**WORK REQUIRED**
Extract the passage of the Rabba Main Kya Karoon review starting at "We Hindi film" and ending at "on, right? Wrong.", copying it word for word.

**PAGE**
● ● ● ● ● ● ●

We Hindi film buffs are no strangers to the concept of sex comedies. Unfortunately, the ones that we have been bombarded with have been more about slapstick and double meanings than actual (tasteful) humour, and there is no reason why Rabba Main Kya Karoon should be any different. Of course, one wishes for a polished, funny, well-written movie that deals with infidelity and betrayal, but then, we can always turn to foreign language films for that. As far as Indian movies are concerned, we are stuck with inanity and stereotypes.
Now, the story. A farmhouse in New Delhi is all set for a grand Punjabi wedding. Saahil (Akash Chopra) and Sneha (Tahira Kochchar) are childhood sweethearts, and cannot wait to get married. Given that all the family members are gung-ho about the event, things should run smoothly from here on, right? Wrong.

● ● ● ● ● ● ●

**MATERIAL SHOWN**
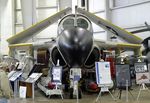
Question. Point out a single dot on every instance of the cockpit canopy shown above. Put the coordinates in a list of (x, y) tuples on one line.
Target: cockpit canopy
[(70, 21)]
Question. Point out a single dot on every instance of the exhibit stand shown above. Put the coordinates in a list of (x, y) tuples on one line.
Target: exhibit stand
[(29, 83), (103, 78), (14, 79), (75, 75), (123, 80), (56, 79), (143, 87), (142, 77)]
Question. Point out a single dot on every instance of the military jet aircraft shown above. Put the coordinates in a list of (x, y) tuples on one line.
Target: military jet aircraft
[(75, 45)]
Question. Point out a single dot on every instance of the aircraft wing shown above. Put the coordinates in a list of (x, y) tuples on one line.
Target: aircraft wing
[(38, 44), (108, 26), (114, 45), (29, 32)]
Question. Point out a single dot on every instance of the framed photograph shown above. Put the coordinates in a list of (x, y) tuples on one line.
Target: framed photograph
[(103, 76)]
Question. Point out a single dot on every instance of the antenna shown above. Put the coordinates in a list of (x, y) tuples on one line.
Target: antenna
[(75, 21)]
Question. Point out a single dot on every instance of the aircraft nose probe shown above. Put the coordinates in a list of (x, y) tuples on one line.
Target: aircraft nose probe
[(75, 44)]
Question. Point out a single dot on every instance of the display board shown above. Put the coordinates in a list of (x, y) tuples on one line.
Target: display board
[(13, 75), (57, 74), (123, 77), (142, 73), (103, 76)]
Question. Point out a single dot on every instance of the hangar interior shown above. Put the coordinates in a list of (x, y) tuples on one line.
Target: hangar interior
[(59, 50)]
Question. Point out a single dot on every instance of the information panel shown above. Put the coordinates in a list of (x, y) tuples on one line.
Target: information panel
[(57, 74), (103, 76), (142, 73), (123, 77)]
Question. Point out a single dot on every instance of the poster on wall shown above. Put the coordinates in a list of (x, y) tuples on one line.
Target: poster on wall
[(123, 77), (142, 73), (103, 76)]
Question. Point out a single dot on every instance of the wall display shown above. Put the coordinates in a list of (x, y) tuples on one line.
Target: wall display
[(142, 73), (57, 74), (123, 75), (103, 76)]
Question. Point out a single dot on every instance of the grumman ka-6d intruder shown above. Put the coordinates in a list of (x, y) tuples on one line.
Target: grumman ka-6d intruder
[(75, 46)]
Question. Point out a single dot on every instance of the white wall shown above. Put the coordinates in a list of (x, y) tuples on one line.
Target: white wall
[(98, 8), (6, 24), (132, 17)]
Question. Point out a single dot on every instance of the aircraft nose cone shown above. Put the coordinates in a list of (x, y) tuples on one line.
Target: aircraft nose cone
[(75, 45)]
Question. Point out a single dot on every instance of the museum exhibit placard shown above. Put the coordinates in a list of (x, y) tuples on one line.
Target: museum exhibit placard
[(123, 77), (103, 76), (57, 73), (142, 73)]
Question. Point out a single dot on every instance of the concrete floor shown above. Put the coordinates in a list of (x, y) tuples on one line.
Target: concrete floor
[(88, 98)]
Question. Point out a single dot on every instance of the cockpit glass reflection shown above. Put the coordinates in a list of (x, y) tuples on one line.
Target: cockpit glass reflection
[(68, 23), (82, 23)]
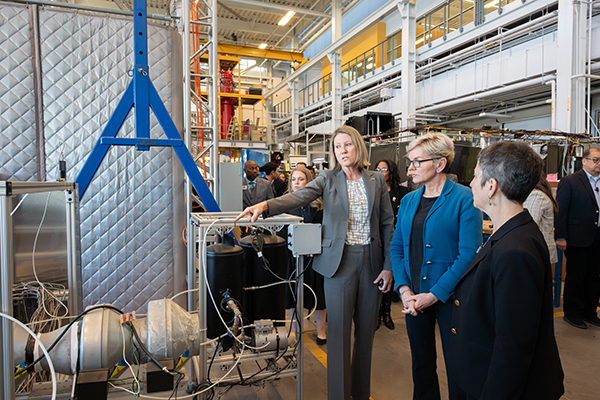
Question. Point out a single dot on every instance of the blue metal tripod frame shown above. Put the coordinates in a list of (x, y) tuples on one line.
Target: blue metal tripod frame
[(142, 95)]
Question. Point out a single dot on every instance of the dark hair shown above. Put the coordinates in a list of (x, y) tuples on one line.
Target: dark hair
[(394, 175), (544, 187), (588, 152), (514, 165), (269, 167)]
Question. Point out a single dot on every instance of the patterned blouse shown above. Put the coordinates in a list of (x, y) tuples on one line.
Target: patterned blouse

● ● ● ● ● ● ●

**FINAL RESULT**
We Hindi film buffs are no strangers to the concept of sex comedies. Unfortunately, the ones that we have been bombarded with have been more about slapstick and double meanings than actual (tasteful) humour, and there is no reason why Rabba Main Kya Karoon should be any different. Of course, one wishes for a polished, funny, well-written movie that deals with infidelity and betrayal, but then, we can always turn to foreign language films for that. As far as Indian movies are concerned, we are stuck with inanity and stereotypes.
Now, the story. A farmhouse in New Delhi is all set for a grand Punjabi wedding. Saahil (Akash Chopra) and Sneha (Tahira Kochchar) are childhood sweethearts, and cannot wait to get married. Given that all the family members are gung-ho about the event, things should run smoothly from here on, right? Wrong.